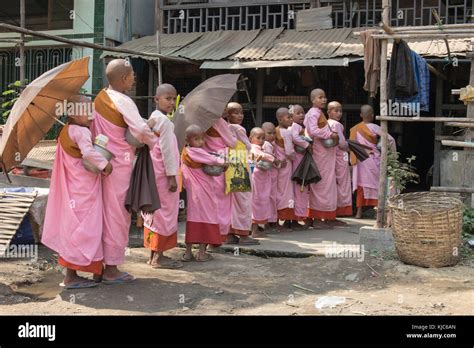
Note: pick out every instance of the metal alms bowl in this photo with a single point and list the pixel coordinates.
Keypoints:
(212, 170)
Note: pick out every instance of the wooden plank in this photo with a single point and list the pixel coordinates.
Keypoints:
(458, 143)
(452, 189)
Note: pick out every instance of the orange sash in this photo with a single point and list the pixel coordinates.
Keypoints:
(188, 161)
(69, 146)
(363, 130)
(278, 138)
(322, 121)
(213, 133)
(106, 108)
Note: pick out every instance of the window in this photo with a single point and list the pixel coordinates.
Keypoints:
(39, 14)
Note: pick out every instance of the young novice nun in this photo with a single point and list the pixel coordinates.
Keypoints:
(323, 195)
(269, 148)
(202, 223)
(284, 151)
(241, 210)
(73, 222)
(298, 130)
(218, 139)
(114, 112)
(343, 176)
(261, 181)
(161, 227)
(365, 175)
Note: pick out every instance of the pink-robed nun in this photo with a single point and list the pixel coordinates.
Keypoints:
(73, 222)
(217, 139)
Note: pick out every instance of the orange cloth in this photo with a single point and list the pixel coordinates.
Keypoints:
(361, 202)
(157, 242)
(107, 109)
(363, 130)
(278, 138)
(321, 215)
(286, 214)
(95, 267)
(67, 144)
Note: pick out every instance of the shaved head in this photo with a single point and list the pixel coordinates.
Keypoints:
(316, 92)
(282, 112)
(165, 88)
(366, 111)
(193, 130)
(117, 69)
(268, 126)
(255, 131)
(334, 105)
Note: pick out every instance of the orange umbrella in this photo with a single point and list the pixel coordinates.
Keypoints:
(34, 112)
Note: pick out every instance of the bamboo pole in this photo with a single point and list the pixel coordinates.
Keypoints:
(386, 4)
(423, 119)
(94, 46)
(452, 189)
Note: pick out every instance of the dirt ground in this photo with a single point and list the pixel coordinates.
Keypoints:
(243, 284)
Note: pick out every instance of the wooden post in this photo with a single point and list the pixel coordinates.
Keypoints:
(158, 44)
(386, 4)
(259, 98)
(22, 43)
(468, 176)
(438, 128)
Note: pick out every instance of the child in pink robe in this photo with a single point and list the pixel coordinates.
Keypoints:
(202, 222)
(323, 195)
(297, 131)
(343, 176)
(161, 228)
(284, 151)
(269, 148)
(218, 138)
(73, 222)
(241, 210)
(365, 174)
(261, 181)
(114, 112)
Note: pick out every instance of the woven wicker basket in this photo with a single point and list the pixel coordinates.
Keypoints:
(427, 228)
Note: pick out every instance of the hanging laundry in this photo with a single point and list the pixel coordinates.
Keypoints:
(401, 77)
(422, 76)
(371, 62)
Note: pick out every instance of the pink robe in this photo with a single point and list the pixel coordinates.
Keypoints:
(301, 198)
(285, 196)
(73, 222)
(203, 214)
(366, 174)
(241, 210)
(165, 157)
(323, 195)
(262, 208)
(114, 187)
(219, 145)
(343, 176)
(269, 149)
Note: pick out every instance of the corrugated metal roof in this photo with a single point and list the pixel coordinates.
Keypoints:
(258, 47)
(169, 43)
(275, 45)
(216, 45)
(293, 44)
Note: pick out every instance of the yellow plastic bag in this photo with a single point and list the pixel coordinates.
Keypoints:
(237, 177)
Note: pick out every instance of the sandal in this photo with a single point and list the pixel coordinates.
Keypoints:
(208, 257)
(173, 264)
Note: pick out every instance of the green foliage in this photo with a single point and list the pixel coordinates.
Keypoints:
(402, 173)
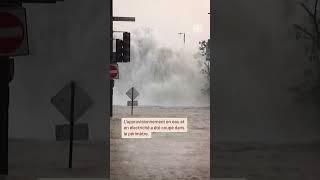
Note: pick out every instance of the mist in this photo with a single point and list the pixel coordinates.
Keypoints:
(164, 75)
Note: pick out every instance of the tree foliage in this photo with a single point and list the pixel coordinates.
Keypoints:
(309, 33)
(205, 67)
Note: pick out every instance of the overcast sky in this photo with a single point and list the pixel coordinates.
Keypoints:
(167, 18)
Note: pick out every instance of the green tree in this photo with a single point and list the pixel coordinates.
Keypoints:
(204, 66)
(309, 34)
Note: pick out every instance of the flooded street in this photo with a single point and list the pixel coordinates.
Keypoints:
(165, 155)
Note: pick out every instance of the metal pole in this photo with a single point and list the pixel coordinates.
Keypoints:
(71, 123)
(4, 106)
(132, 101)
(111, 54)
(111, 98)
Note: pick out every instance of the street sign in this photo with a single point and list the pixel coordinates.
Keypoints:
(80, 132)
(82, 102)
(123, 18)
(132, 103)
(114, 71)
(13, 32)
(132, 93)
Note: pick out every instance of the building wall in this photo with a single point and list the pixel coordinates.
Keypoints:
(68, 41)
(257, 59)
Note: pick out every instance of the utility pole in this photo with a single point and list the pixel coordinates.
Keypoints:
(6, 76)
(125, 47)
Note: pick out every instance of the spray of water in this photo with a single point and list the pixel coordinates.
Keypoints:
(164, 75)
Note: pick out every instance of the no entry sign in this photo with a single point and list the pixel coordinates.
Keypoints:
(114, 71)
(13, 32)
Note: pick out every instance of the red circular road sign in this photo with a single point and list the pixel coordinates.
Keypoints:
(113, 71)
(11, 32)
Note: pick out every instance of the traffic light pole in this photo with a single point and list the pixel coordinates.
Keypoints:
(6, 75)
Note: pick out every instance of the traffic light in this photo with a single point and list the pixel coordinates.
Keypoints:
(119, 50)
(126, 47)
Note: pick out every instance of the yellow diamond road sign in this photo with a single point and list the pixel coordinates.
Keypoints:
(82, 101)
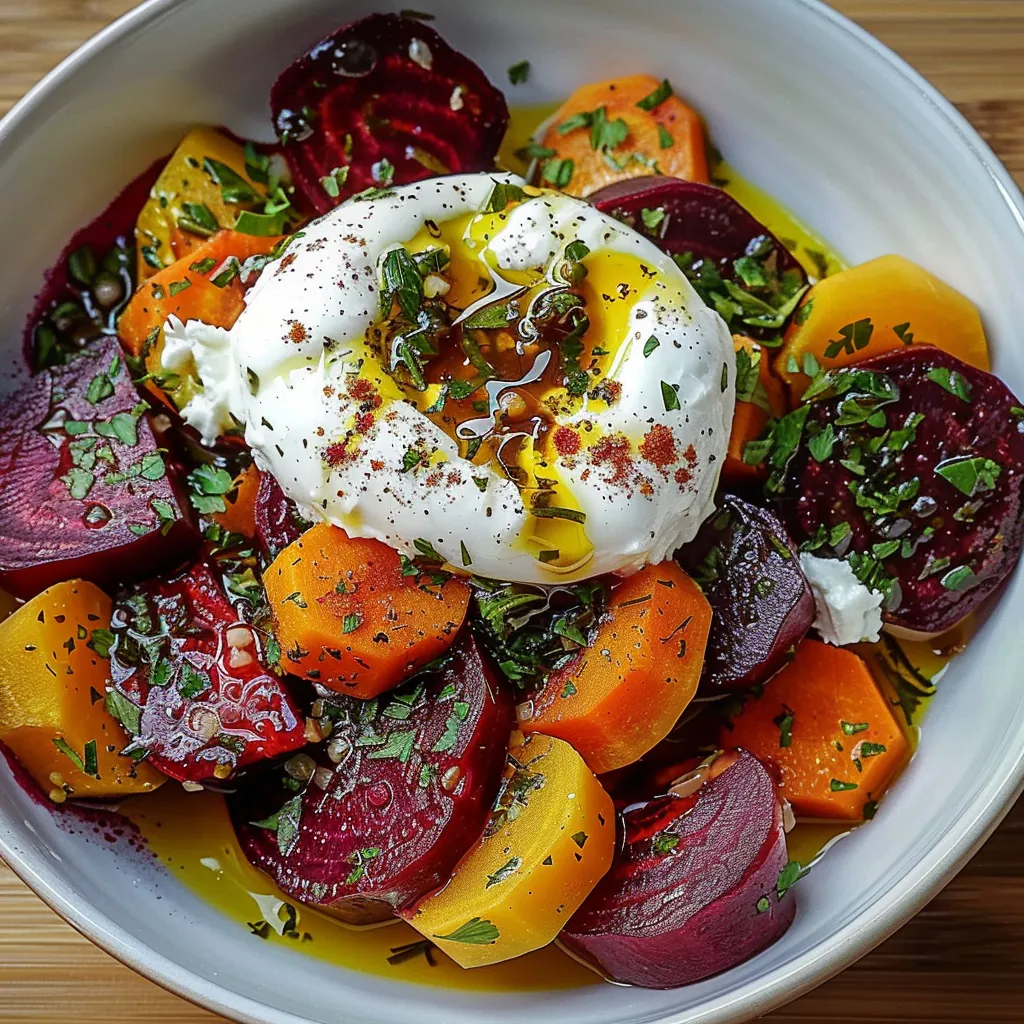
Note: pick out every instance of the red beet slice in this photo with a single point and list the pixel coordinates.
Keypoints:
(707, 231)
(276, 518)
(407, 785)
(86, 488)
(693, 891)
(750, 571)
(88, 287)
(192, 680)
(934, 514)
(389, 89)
________________________________________
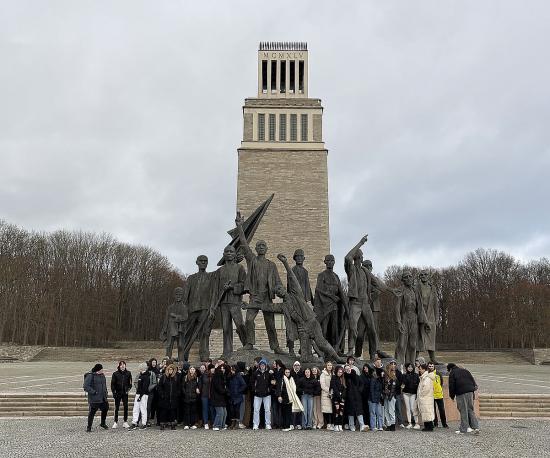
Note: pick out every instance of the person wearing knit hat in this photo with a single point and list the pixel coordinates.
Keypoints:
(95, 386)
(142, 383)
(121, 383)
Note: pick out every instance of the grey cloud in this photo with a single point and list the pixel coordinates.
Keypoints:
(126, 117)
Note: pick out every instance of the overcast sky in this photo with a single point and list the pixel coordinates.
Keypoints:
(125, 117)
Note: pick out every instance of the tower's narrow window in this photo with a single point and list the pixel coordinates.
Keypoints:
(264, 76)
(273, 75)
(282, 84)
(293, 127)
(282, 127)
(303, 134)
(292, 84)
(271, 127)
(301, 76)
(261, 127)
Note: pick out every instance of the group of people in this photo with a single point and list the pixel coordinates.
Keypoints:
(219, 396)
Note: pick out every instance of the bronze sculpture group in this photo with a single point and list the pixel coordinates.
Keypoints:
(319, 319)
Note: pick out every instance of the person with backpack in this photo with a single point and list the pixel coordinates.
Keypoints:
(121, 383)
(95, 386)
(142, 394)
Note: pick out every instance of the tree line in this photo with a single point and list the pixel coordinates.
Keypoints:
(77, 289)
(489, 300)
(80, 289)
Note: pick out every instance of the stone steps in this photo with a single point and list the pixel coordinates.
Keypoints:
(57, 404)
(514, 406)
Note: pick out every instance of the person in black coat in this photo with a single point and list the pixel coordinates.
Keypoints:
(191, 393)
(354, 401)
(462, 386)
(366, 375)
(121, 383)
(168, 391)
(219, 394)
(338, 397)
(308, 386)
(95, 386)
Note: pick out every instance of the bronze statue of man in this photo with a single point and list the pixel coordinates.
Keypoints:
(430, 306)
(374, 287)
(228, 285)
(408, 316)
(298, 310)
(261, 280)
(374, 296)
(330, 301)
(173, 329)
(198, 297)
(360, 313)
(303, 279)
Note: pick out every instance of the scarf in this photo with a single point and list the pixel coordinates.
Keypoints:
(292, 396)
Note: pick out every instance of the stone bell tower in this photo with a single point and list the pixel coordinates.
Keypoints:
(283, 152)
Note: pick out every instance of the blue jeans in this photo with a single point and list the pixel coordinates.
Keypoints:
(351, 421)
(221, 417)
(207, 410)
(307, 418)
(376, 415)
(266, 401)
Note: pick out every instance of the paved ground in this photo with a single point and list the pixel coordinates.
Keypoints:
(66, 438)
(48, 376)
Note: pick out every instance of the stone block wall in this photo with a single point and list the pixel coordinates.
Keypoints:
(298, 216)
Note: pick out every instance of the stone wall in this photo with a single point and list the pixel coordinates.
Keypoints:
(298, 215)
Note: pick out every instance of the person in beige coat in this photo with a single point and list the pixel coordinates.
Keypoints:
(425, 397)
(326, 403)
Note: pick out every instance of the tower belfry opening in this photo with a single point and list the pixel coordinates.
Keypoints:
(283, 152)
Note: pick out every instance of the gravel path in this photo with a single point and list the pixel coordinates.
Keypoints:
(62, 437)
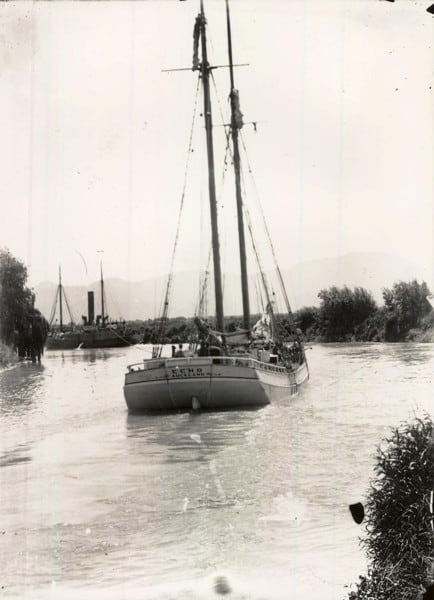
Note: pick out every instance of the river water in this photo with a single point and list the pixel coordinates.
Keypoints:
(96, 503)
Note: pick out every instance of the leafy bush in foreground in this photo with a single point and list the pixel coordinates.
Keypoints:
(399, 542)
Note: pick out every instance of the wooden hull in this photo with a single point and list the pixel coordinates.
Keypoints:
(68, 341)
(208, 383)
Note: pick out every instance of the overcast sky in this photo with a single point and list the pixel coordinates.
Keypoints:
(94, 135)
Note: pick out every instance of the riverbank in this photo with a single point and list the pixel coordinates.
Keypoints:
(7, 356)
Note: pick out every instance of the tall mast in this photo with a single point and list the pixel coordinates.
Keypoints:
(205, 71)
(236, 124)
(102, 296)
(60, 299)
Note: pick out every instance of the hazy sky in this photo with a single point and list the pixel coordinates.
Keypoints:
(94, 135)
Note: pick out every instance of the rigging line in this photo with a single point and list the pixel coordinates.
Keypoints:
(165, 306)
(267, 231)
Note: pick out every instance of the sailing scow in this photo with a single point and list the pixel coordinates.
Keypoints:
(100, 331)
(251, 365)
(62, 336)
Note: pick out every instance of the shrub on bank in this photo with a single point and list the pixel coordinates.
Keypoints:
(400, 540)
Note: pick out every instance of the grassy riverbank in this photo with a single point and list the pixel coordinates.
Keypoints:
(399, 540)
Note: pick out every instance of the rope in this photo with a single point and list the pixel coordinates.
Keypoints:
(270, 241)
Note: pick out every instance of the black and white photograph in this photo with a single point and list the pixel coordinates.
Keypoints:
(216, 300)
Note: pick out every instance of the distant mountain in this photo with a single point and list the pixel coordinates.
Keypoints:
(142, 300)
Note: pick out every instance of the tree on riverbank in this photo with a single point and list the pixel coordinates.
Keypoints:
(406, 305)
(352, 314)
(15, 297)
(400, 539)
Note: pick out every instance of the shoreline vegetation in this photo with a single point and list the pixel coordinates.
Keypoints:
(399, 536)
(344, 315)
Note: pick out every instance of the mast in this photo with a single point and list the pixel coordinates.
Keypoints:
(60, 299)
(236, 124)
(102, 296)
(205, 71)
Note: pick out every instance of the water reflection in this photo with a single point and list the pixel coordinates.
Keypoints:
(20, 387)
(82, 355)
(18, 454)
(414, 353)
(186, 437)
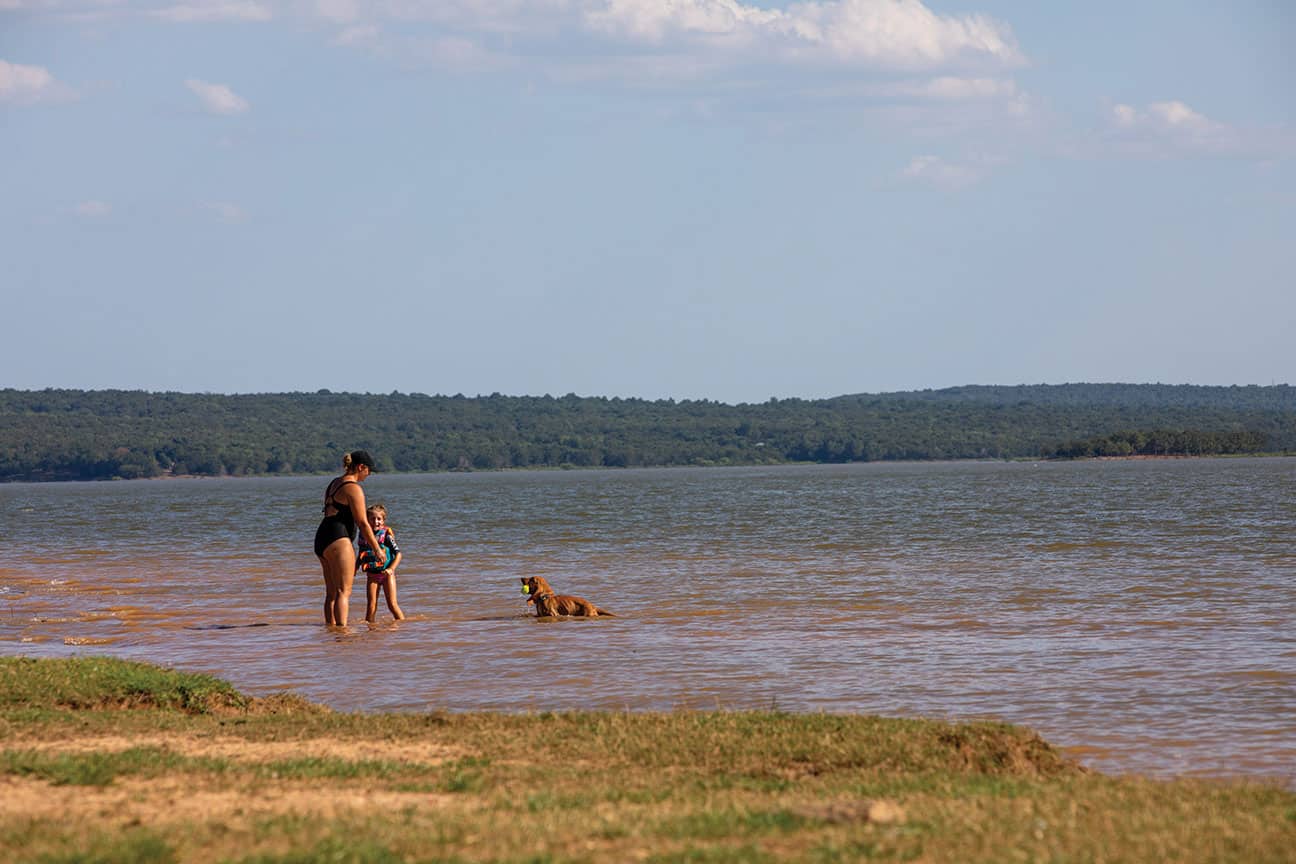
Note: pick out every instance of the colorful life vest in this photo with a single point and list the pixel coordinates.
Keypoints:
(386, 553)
________________________________________
▸ **Work request**:
Every line in the entries above that mentions the word "orange" must be shown.

▸ **Solution to this task**:
Note: pick out every instance of the orange sash in this photo with a single point and list the pixel coordinates.
Note: pick out every instance of the orange cloth in this photo with a single point and list the pixel coordinates.
Note: pick out every instance of the orange umbrella in this photo with a single point and list the pixel coordinates.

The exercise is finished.